Wie Urban Gardening gegen Hunger hilft
Urban Gardening ist mehr als ein Trend für grüne Großstadtbewohner. In Afrikas Metropolen kann das Konzept im großen Stil im Kampf gegen Nahrungsknappheit helfen.
„Urban Gardening“ steht bei uns für Rückbesinnung auf Landwirtschaft und Umweltbewusstsein. Viele deutsche Städte, wie Köln, Berlin und Freiburg z.B., wollen ihre Bürger bewusst dazu animieren, öffentliche Grünflächen zu beackern und nachhaltig nutzbar zu machen. Jedem soll es möglich sein, lokale Bio-Lebensmittel zu erhalten und sich ein Stück weit selbst zu versorgen. Das ist auch der ursprüngliche Gedanke urbaner Stadtgärten – die Versorgung mit erschwinglichen und gleichzeitig qualitativ hochwertigen Nahrungsmitteln zur Sicherung eines autarken Lebensstiles – mitten in der Stadt.
Urbaner Gartenanbau produziert dringend benötigtes Nahrungsmittelkontingent
Den Trend zur urbanen Eigenversorgung kennt man in Deutschland bereits aus der Nachkriegszeit. Das selbständige Anbauen von Nahrungsmitteln war eine Notwendigkeit aufgrund von zerstörter oder schlichtweg nicht vorhandener Infrastruktur zur flächendeckenden Versorgung der Bevölkerung. Daraus entstand die Idee, Obst und Gemüse auf kleinsten Räumen, auf Dächern, in Säcken im Hinterhof, in Autoreifen oder auf anderen teils improvisierten, abwegigen Flächen anzupflanzen.

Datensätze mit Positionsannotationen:
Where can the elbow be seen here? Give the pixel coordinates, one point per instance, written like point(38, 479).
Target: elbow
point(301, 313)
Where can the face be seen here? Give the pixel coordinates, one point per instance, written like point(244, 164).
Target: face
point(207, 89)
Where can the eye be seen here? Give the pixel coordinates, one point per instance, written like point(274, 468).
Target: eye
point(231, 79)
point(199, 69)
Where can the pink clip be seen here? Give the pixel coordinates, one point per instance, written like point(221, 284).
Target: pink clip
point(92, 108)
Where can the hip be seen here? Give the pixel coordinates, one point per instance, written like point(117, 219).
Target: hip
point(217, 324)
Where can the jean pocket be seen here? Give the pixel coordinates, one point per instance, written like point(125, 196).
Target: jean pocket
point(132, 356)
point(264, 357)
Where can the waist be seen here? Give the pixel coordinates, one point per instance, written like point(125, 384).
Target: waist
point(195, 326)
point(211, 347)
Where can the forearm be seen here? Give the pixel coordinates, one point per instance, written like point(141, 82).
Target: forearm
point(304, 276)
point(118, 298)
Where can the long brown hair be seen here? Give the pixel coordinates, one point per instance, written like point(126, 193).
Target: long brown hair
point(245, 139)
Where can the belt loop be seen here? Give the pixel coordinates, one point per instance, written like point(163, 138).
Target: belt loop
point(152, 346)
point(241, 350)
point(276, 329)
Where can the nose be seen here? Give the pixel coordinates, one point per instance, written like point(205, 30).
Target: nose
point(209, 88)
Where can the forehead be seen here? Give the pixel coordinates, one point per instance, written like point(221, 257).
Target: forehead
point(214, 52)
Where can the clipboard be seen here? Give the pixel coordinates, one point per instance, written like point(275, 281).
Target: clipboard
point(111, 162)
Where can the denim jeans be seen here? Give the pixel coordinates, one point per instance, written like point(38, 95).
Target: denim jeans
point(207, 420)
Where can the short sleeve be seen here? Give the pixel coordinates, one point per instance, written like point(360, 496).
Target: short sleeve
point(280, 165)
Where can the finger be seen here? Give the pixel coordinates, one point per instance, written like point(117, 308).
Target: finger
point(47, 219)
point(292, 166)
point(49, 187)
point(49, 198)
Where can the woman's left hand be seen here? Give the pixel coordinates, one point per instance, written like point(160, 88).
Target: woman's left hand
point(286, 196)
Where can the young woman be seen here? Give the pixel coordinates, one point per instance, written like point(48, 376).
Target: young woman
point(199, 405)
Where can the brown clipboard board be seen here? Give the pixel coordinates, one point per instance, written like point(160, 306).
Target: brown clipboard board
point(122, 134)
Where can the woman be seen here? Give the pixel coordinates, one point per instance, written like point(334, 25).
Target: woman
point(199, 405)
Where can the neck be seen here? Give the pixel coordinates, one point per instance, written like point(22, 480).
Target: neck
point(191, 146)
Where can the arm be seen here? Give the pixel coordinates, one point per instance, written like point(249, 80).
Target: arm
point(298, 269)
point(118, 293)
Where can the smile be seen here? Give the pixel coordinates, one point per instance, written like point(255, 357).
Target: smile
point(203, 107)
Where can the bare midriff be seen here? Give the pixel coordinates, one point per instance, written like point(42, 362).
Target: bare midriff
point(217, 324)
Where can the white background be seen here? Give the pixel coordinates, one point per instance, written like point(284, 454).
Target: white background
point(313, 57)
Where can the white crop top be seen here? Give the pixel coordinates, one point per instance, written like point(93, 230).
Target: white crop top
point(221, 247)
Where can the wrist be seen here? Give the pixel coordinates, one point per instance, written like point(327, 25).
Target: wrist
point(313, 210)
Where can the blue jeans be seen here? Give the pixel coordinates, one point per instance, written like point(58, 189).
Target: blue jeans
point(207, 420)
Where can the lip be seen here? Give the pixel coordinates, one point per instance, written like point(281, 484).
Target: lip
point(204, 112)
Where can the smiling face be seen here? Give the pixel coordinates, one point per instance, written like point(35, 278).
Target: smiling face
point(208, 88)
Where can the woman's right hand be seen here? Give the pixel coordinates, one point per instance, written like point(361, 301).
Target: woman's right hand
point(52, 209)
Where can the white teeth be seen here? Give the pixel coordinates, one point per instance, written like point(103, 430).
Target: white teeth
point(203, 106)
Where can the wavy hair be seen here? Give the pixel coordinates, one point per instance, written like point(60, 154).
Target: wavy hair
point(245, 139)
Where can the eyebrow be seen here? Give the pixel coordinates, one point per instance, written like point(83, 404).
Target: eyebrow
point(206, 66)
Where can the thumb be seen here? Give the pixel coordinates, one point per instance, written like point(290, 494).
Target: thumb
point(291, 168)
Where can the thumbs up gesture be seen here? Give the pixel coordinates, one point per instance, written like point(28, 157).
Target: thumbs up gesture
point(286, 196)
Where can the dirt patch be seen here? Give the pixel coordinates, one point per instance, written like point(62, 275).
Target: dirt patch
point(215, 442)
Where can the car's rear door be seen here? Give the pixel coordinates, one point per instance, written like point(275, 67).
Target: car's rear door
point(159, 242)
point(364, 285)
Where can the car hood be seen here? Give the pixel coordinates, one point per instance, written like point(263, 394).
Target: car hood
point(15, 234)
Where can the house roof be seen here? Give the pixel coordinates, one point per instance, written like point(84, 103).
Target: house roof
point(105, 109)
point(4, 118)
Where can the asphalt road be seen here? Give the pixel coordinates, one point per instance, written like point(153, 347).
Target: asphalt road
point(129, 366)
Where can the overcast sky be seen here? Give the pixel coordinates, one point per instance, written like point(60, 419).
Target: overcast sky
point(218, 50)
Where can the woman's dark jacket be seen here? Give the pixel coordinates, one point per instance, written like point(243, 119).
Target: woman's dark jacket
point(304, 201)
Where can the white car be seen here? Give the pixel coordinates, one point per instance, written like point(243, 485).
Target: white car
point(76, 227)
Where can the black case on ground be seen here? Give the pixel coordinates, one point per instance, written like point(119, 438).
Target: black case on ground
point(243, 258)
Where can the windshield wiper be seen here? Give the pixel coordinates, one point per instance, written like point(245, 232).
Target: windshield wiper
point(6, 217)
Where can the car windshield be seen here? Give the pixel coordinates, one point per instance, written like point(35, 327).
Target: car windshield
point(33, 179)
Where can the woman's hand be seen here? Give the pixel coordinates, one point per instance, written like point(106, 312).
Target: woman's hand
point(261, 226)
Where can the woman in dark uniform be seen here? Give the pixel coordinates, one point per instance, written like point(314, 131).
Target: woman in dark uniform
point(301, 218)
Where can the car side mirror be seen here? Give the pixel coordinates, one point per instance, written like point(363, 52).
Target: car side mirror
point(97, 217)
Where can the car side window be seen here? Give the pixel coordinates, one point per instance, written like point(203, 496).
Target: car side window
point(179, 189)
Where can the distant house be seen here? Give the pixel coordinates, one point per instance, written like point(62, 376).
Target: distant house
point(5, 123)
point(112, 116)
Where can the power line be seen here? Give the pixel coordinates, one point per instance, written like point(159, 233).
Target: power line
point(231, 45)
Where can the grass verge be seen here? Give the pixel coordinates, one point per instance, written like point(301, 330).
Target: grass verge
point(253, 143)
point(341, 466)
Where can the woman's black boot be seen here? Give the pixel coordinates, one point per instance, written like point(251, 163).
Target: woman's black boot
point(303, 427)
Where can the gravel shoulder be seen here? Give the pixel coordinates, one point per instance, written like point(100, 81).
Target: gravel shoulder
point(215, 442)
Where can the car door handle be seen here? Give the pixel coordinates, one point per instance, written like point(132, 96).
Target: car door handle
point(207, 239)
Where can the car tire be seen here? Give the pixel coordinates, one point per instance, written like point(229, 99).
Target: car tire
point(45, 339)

Gestellte Aufgabe 1:
Welche Zeilen der Datensätze enthalten das Wort „overcast“? Gib jede davon unverändert zurück.
Gestellte Aufgabe 2:
Wie könnte der Text über Urban Gardening gegen Hunger weitergehen? Schreib ihn ab seinem letzten Satz weiter.
Der Text und die Datensätze stehen in keinem Zusammenhang miteinander.

Schriftliche Antwort 1:
Where can the overcast sky be seen here? Give the pixel coordinates, one point per instance, written like point(60, 419).
Target: overcast sky

Schriftliche Antwort 2:
Akute Lebensmittelknappheit ist in Industriestaaten wie Deutschland längst passé. In Entwicklungs- und Schwellenländern kennt man sie noch zu gut. Entwicklungspolitisch gesehen ist der hiesige Trend zum urbanen Gartenbau daher höchst interessant, weil er einen Lösungsansatz zur gezielteren Versorgung der Bevölkerung dieser Gebiete präsentiert. „Das Potenzial des Up-scaling von Urban Gardening ist generell groß, vor allem da in vielen Ländern zusehends ländliche Bevölkerungsgruppen aufgrund von Landknappheit und sozio-ökonomischen Notwendigkeiten in die Städte migrieren“, meint auch Ursula Langkamp, Regional Director der Welthungerhilfe in Addis Abeba. Die Übertragung des Konzeptes „Urban Gardening“ auf die dortigen Begebenheiten in Bezug auf zur Verfügung stehenden, landwirtschaftlich nutzbaren Raum sowie finanzielle Mittel zur Umsetzung etwaiger Projekte kann in Zukunft wegweisend für eine effiziente Entwicklungshilfe sein, da hier der Ursprungsgedanke des lokalen Anbaus greift. Die Anwendung von Urban Gardening in ebendiesen Ländern geht aber noch über den Zweck der Nahrungsmittelversorgung hinaus – es befähigt die Bevölkerung in Schwellen- und Entwicklungsländern dazu, sich selbst zu helfen und umfasst demnach einen Bildungshintergrund von immenser Bedeutung.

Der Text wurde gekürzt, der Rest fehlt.